## Task to complete
Retype each of the following lines without any changes.

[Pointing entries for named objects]
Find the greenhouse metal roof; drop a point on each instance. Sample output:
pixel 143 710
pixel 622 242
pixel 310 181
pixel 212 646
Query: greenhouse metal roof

## Response to this task
Find the greenhouse metal roof; drop a point on each instance. Sample output:
pixel 143 710
pixel 622 242
pixel 310 181
pixel 212 646
Query: greenhouse metal roof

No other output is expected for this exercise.